--- START OF Data entries ---

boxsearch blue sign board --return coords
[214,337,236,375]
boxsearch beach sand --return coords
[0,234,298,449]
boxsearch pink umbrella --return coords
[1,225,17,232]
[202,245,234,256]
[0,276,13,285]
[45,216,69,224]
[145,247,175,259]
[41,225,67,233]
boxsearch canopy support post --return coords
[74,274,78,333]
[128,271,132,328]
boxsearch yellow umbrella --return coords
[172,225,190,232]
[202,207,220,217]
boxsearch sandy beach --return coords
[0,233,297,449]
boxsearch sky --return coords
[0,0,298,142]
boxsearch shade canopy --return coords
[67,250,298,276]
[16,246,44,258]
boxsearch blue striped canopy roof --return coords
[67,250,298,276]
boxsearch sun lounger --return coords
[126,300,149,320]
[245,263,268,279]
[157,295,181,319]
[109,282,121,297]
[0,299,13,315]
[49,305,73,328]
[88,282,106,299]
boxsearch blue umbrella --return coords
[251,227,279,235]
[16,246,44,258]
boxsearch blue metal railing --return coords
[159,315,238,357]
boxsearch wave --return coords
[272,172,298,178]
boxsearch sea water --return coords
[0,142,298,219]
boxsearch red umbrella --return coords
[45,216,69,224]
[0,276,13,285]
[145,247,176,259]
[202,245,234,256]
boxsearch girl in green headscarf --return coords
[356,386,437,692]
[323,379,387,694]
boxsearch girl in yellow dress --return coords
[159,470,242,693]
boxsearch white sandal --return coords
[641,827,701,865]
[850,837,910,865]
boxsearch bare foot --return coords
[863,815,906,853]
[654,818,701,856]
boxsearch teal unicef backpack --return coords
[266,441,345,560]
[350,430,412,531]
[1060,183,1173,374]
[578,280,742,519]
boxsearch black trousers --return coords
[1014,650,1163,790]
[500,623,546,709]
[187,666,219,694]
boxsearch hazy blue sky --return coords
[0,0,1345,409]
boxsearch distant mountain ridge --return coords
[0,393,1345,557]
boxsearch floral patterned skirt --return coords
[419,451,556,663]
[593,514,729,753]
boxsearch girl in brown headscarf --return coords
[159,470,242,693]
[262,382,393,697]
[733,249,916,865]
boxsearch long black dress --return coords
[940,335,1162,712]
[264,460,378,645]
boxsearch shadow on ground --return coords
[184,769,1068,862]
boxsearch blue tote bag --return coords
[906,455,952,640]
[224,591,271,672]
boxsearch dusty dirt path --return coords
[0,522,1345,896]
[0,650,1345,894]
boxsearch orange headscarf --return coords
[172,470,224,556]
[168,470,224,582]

--- END OF Data entries ---
--- START OF Data entries ---

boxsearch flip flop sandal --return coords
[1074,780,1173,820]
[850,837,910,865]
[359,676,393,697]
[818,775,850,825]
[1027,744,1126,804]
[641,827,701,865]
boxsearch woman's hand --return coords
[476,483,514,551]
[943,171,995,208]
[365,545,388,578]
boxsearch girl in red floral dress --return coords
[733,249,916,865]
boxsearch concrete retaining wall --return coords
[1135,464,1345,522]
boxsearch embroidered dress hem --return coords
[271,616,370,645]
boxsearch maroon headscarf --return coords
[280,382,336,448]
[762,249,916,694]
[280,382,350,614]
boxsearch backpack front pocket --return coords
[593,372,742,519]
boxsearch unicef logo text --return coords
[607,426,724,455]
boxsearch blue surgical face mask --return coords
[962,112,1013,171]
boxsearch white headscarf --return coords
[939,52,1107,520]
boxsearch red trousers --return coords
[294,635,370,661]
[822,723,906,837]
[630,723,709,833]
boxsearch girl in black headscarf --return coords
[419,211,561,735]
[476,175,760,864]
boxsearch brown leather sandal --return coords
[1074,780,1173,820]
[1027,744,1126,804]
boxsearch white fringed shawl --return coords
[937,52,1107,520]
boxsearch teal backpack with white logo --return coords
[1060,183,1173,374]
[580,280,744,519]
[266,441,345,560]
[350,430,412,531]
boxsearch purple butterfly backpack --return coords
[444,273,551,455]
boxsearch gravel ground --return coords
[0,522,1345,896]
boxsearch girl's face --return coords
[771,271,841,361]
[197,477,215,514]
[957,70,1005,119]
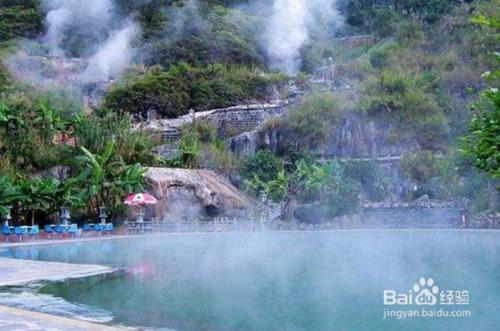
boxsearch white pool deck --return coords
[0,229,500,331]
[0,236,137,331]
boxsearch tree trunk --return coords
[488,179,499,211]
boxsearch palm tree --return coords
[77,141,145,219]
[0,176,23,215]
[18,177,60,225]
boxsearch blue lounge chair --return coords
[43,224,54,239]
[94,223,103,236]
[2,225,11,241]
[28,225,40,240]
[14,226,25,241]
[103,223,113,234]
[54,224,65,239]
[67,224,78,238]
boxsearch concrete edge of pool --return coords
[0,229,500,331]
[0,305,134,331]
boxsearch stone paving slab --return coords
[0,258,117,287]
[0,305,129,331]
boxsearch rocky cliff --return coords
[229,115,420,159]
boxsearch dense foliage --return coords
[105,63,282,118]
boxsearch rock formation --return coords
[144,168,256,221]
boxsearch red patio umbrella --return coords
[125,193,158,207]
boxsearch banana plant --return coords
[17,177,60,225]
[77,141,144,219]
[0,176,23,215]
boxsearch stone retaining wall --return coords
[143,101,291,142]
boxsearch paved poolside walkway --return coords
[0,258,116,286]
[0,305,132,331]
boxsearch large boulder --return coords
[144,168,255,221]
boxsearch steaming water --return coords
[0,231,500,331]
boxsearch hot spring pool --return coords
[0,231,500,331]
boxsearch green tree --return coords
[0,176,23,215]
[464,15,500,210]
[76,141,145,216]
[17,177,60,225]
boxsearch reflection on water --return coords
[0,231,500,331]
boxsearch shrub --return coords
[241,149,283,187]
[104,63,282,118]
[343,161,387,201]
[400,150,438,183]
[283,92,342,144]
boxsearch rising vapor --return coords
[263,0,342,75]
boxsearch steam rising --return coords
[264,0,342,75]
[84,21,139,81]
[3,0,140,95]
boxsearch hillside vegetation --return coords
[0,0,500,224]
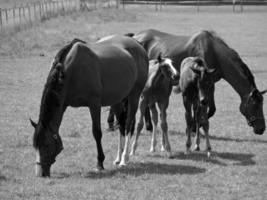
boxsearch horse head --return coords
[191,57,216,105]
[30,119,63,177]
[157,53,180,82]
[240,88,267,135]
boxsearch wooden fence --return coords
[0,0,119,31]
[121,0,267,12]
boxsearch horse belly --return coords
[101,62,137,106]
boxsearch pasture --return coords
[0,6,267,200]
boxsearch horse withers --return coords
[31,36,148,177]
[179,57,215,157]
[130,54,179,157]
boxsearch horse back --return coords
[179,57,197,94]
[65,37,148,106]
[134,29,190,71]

--- END OF Data entries ---

_Task prompt_
Starting with the line with "boxsearch green tree --return coords" and going on through the line with "[134,29,190,71]", give those lines again with "horse" switched to "pony" and nothing else changed. Leave the pictures out.

_Result of the task_
boxsearch green tree --return coords
[0,176,23,215]
[464,15,500,210]
[76,141,145,216]
[17,177,60,225]
boxsearch reflection on water --return coords
[0,231,500,331]
boxsearch shrub --return coords
[241,149,283,187]
[104,63,282,118]
[343,161,387,201]
[400,150,438,183]
[283,92,342,144]
boxsearch rising vapor --return coords
[263,0,342,75]
boxsearch steam rising --return coords
[264,0,342,75]
[84,21,139,81]
[3,0,140,95]
boxsearch hillside vegetation --return coords
[0,0,500,224]
boxsearch pony head --return coords
[191,57,216,105]
[30,119,63,177]
[157,53,180,82]
[240,88,267,135]
boxsearch wooden fence --return coords
[0,0,119,31]
[121,0,267,12]
boxsearch pony belly --return coords
[101,62,137,106]
boxsearch pasture --return coords
[0,6,267,200]
boxsearch pony withers --return coords
[31,36,148,177]
[179,57,215,157]
[130,54,179,157]
boxsearch pony back --return coords
[179,57,197,94]
[65,37,148,106]
[134,29,190,71]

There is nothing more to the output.